Enunciado –
Prosiga la noticia sobre la eficiencia energética de la industria española a partir de su última oración.

Publicado 14/05/2026 08:10

Solo cuatro sectores industriales logran mejoras en eficiencia energética de casi un 10%

Energías renovables
Energías renovables - FUNDACIÓN BBVA

MADRID 14 May. (EUROPA PRESS) -

Solo cuatro sectores de la industria manufacturera española, el sector químico y petroquímico, productos textiles y cuero, equipos de transporte y maquinaria, han logrado mejoras reales en eficiencia energética que reducen el consumo de energía por unidad de valor añadido (hasta un 9,7%) e impulsan la competitividad, según un análisis del sector realizado por la Fundación BBVA y el Instituto Valenciano de Investigaciones Económicas (IVIE).

El estdio señala que, aunque España ha reducido un 9,7% su coste energético por unidad de valor añadido entre 2008 y 2020, esta mejora no responde a avances generales en eficiencia, sino a un cambio en la producción hacia actividades menos intensivas energéticamente hablando.

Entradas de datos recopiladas
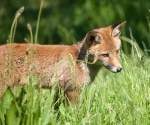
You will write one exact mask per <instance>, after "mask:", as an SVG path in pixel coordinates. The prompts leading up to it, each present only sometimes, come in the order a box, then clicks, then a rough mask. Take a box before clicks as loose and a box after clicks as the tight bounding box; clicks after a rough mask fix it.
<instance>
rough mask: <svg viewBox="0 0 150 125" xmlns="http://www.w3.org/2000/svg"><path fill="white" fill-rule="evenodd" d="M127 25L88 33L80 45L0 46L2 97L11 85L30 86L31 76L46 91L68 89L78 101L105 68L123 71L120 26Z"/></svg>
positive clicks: (106, 27)
mask: <svg viewBox="0 0 150 125" xmlns="http://www.w3.org/2000/svg"><path fill="white" fill-rule="evenodd" d="M124 24H125V22H122V23H117V24H114V25H111V26H108V27H104V28H99V29H94V30H92V31H90V32H88V33H87V34H86V36H85V38H84V39H83V40H82V41H81V42H80V43H78V44H74V45H72V46H67V45H39V44H15V43H14V44H6V45H2V46H0V98H1V97H2V94H3V92H4V91H5V90H6V88H7V87H8V86H10V87H13V86H16V85H23V84H27V83H28V81H29V77H30V76H31V75H32V76H34V77H35V78H36V82H37V84H39V85H41V87H43V88H49V87H51V86H53V85H56V84H57V85H59V86H61V87H65V88H66V91H65V92H66V94H67V96H68V99H69V100H70V101H74V100H77V99H78V96H79V93H80V90H81V88H82V87H83V86H86V85H88V84H89V83H91V82H92V81H93V80H94V79H95V76H96V75H97V73H98V71H99V70H100V68H101V67H102V66H104V67H106V68H107V69H109V70H110V71H112V72H115V73H116V72H120V71H121V69H122V67H121V64H120V61H119V60H120V46H121V41H120V39H119V36H120V34H121V31H120V30H121V27H122V26H123V25H124Z"/></svg>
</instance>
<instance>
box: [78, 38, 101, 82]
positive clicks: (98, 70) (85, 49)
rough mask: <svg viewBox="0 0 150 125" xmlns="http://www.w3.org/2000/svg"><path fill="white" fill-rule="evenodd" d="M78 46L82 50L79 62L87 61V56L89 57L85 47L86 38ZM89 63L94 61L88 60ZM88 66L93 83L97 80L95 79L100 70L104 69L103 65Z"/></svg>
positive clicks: (86, 47)
mask: <svg viewBox="0 0 150 125" xmlns="http://www.w3.org/2000/svg"><path fill="white" fill-rule="evenodd" d="M78 45H79V48H80V52H79V56H78V60H83V61H84V60H85V59H86V55H87V47H86V45H85V38H84V39H83V41H82V42H80V43H79V44H78ZM88 61H89V62H93V59H92V60H88ZM87 66H88V68H89V71H90V78H91V81H93V80H94V79H95V77H96V76H97V74H98V72H99V70H100V69H101V68H102V65H99V64H96V63H95V64H87Z"/></svg>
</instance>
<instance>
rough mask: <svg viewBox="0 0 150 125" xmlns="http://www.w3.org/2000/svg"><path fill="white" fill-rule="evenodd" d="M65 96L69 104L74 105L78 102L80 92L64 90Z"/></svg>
mask: <svg viewBox="0 0 150 125" xmlns="http://www.w3.org/2000/svg"><path fill="white" fill-rule="evenodd" d="M65 93H66V95H67V98H68V100H69V101H70V102H71V103H74V104H76V103H77V102H78V101H79V96H80V90H76V89H75V90H74V89H71V90H70V89H69V90H66V91H65Z"/></svg>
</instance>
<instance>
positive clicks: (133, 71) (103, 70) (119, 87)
mask: <svg viewBox="0 0 150 125" xmlns="http://www.w3.org/2000/svg"><path fill="white" fill-rule="evenodd" d="M41 8H42V7H41ZM40 10H41V9H40ZM20 13H21V12H20V11H19V15H18V16H20ZM40 13H41V11H39V17H38V21H37V27H36V33H35V39H34V40H35V41H34V42H33V35H32V31H31V29H32V28H31V27H30V25H28V29H29V31H30V36H31V42H33V43H36V42H37V36H38V27H39V20H40ZM16 16H17V14H16ZM17 19H18V17H15V19H14V21H13V23H12V27H11V29H10V38H9V42H10V43H12V42H13V41H14V36H15V30H16V26H17ZM131 38H132V37H131ZM121 39H122V40H123V42H125V41H126V42H129V43H130V44H131V55H127V56H126V55H125V54H124V53H123V52H121V62H122V66H123V70H122V71H121V72H120V73H117V74H114V73H111V72H110V71H108V70H106V69H105V68H102V69H101V70H100V72H99V73H98V75H97V77H96V79H95V81H93V83H91V84H90V85H89V86H87V87H86V88H84V89H83V90H82V93H81V98H80V102H79V103H78V104H76V105H74V104H70V105H69V106H68V105H67V104H66V103H65V101H64V100H65V99H66V97H65V95H64V94H63V91H64V90H62V89H60V88H56V87H53V88H52V89H40V88H38V89H36V88H35V87H34V84H35V83H36V79H34V77H32V76H31V77H30V80H29V83H28V84H27V85H25V86H20V87H15V88H14V89H13V91H11V90H10V89H7V91H6V92H5V94H4V96H3V98H2V100H1V101H0V125H48V124H49V125H109V124H111V125H148V124H150V59H149V57H148V54H147V52H148V50H146V48H145V51H144V52H142V51H141V50H140V48H139V47H138V46H137V44H136V42H135V41H134V39H128V38H126V37H121Z"/></svg>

Respuesta del ejercicio –
En términos de intensidad económica de la energía (coste energético/Valor añadido Bruto), la industria manufacturera española ha necesitado en 2020 un 9,7% menos de energía por unidad de valor añadido que en 2008, una mejora inferior a la registrada en Alemania (-32,2%) o Portugal (-42,4%).

El análisis muestra que la mejora de competitividad no ha sido uniforme entre sectores, y que en la mayoría de los casos responde a factores distintos a la eficiencia energética directa, como la evolución de los precios del producto frente al coste de la energía o cambios que se han ido dando en la indrustria.

CONSUMO POR SECTORES

Los sectores como la metalurgia, la industria química y petroquímica, los productos minerales no metálicos (cemento, cerámica y vidrio) o el papel presentan una elevada intensidad energética y representaron en 2024 el 66,3% del consumo energético de la industria manufacturera española.

El estudio, además, subraya que el peso de la factura energética en los costes de explotación es especialmente elevado en algunas ramas, alcanzando el 12,5% en productos minerales no metálicos, alrededor del 7% en metalurgia y papel y 3,6% en la media de gastos de explotación industrial.

En conjunto, la volatilidad de los precios de la energía por la situación actual con los conflictos geopolíticos munidales se considera un factor de alta vulnerabilidad para la competitividad industrial.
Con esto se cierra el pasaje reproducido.